In [65]:
## SET UP
import pandas as pd
import altair as alt
import folium, os
pd.set_option('display.max_columns', None)

## what years do you want to look back over?
years = ['2016', '2017', '2018', '2019']
years = pd.DataFrame(years)
years.columns = ['YEAR']


## ASSESSMENT DATA
## read in raw csv
asmt = pd.read_csv('/home/dan/Python/QueenCityCounts/llrd_code/data/2019-2020_Assessment_Roll.csv', dtype=object)
## select required columns only, and do some clean up
asmt = asmt[['PRINT KEY','PROPERTY CLASS','NEIGHBORHOOD', 'HOUSE NUMBER', 'STREET']].drop_duplicates()
asmt.rename(columns={'PRINT KEY':'SBL','PROPERTY CLASS':'PROP_TYPE','NEIGHBORHOOD':'NBHD', 'HOUSE NUMBER':'NUMBER'},inplace=True)
asmt['ADDRESS'] = asmt[['NUMBER','STREET']].apply(lambda x: ' '.join(x.values.astype(str)),axis=1)


## CODE VIOLATIONS DATA
## read in raw csv
vios = pd.read_csv('/home/dan/Python/QueenCityCounts/llrd_code/data/Code_Violations.csv', dtype=object)
## select required columns only, and do some clean up
vios = vios[['DATE', 'UNIQUEKEY', 'ADDRESS']].drop_duplicates()
vios['DATE'] = vios['DATE'].apply(lambda x: str(x).split(' ')[0])
vios['DATE'] = pd.to_datetime(vios['DATE'])
vios['NUMBER'] = vios['ADDRESS'].apply(lambda x: str(x).split(' ')[0])
vios['STREET'] = vios['ADDRESS'].apply(lambda x: ' '.join(str(x).split(' ')[1:]))
vios.rename(columns={'UNIQUEKEY':'VIOLATIONS'},inplace=True)
vios['YEAR'] = vios['DATE'].apply(lambda x: str(x.year))
vios = pd.pivot_table(vios, index=['NUMBER', 'STREET', 'YEAR'], values=['VIOLATIONS'], aggfunc='count')
vios.reset_index(inplace=True)

→ Information supplied:
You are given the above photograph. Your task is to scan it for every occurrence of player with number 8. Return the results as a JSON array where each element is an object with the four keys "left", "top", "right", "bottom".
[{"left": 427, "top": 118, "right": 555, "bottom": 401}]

→ Problem set:
a) Which years does the code excerpt list to look back over?
b) Please extract the part of the code excerpt starting with "vios['DATE'] = pd.to_datetime(vios['DATE'])" and going on through "vios['DATE'].apply(lambda x: str(x.year))".

→ Results of the tasks:
a) 2016, 2017, 2018, and 2019.

b)
vios['DATE'] = pd.to_datetime(vios['DATE'])
vios['NUMBER'] = vios['ADDRESS'].apply(lambda x: str(x).split(' ')[0])
vios['STREET'] = vios['ADDRESS'].apply(lambda x: ' '.join(str(x).split(' ')[1:]))
vios.rename(columns={'UNIQUEKEY':'VIOLATIONS'},inplace=True)
vios['YEAR'] = vios['DATE'].apply(lambda x: str(x.year))